Required work
Write out the material below word for word, from the line containing "Indicate every instance of the white cloud" through the end of the material, including both of those lines, and leave out the pictures.

Information given
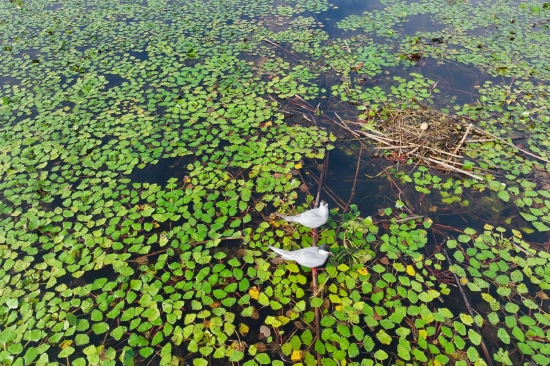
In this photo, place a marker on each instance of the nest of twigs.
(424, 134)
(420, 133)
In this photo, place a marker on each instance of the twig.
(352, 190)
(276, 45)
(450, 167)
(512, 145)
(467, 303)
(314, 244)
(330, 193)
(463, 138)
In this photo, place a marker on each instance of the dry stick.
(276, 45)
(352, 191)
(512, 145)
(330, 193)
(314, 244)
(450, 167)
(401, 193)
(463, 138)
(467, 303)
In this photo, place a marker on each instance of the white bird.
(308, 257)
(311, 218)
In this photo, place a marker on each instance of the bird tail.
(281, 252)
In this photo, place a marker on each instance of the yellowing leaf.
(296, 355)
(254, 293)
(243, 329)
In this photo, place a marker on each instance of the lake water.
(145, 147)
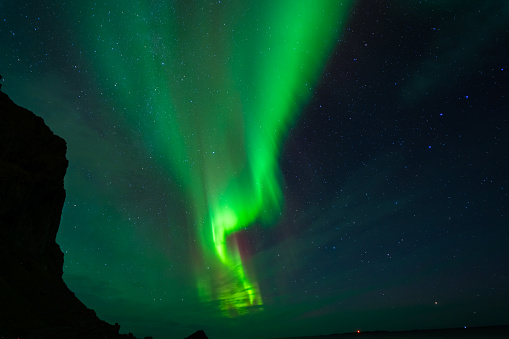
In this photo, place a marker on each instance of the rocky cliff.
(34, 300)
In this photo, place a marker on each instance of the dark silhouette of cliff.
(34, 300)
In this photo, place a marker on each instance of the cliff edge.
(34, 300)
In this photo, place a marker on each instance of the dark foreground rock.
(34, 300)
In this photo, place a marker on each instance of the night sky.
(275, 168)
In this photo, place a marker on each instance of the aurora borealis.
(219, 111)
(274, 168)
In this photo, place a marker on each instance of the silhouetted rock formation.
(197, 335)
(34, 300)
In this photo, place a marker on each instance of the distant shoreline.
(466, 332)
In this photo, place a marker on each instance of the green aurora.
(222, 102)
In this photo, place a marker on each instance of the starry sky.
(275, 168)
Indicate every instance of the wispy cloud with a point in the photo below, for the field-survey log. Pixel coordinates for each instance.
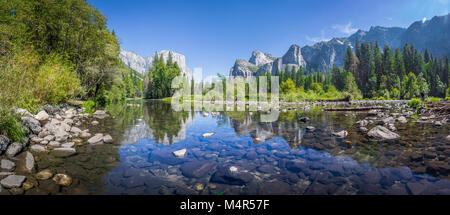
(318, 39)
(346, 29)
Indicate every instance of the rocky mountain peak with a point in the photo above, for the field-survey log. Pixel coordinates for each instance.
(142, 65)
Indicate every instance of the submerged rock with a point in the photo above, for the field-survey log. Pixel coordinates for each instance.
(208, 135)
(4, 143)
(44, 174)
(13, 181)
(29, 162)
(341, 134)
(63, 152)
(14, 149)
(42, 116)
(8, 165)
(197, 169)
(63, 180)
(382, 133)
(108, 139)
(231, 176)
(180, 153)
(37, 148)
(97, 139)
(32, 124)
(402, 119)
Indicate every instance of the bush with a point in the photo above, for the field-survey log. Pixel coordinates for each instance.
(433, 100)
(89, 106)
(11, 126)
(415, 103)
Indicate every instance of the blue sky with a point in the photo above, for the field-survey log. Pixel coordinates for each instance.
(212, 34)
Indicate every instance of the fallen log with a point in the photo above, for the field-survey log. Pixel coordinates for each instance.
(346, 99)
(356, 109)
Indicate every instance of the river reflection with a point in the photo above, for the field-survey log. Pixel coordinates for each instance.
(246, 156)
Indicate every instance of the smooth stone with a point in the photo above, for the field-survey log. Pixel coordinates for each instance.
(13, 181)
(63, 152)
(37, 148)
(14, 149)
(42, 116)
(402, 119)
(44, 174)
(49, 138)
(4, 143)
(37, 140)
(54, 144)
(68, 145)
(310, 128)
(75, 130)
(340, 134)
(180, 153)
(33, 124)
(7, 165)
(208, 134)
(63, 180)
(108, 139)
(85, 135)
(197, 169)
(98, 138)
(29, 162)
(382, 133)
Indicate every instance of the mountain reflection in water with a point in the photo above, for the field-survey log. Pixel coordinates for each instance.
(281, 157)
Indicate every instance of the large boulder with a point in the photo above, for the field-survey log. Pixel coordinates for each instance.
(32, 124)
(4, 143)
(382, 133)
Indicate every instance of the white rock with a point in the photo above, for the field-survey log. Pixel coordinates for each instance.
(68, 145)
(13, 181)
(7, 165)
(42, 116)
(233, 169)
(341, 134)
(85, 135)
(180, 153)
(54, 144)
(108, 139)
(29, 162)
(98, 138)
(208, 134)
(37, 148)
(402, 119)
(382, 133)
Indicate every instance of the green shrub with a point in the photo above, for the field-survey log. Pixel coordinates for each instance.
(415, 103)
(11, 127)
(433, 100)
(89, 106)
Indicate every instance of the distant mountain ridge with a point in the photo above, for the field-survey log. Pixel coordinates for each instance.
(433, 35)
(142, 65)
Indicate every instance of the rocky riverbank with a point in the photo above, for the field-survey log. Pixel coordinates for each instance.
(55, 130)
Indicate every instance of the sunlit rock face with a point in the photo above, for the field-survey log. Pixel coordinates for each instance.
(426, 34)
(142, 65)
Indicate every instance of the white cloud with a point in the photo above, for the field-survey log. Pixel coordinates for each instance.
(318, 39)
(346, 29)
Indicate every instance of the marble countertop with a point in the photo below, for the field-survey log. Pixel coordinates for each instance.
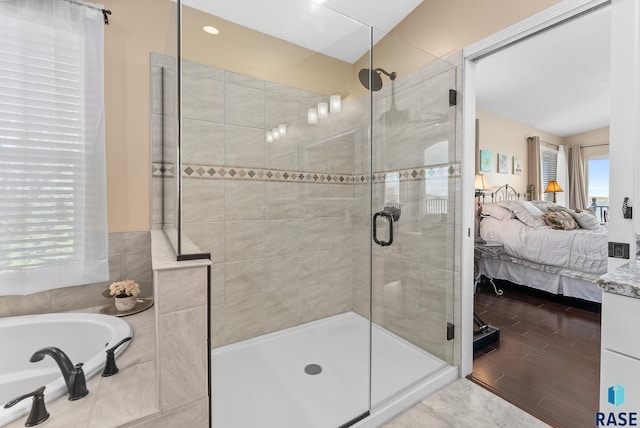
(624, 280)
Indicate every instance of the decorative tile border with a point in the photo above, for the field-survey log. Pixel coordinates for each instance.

Expected answer
Indicate every instance of the white cloud with a point in the photo above, for the field-survey log. Pixel coordinates for each instance.
(318, 39)
(346, 29)
Indicate every instance of the marble countertop with a point in the photo below, for the field-survey log. Pixel coordinates for each instance.
(624, 280)
Indicate every instance of the decorative tile border with a point in the photo above, for the field-survey log. Pixel coordinates for each instance.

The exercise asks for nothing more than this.